— Begin MATERIAL SHOWN —

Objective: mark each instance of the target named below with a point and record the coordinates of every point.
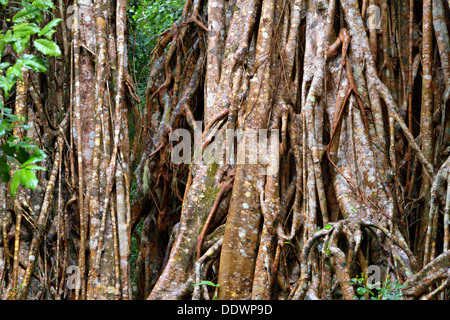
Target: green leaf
(34, 63)
(15, 182)
(47, 47)
(21, 44)
(44, 4)
(29, 12)
(48, 30)
(5, 169)
(28, 179)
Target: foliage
(12, 150)
(389, 290)
(148, 19)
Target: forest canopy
(224, 149)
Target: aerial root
(342, 259)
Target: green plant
(389, 290)
(13, 150)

— End MATERIAL SHOWN —

> TASK GOAL: Copy out all the records again, swapping "green" for "dark green" wherever it appears and leaving everything else unchanged. Leave the pictures out of your answer.

> IN RESPONSE:
Objective: mark each instance of the target named below with a point and record the coordinates of every point.
Target: dark green leaf
(34, 63)
(15, 182)
(47, 47)
(21, 44)
(44, 4)
(29, 12)
(48, 30)
(5, 169)
(28, 179)
Target: foliage
(12, 150)
(389, 290)
(148, 19)
Target: forest canopy
(224, 149)
Target: aerial root
(342, 259)
Target: dark green plant
(389, 290)
(13, 150)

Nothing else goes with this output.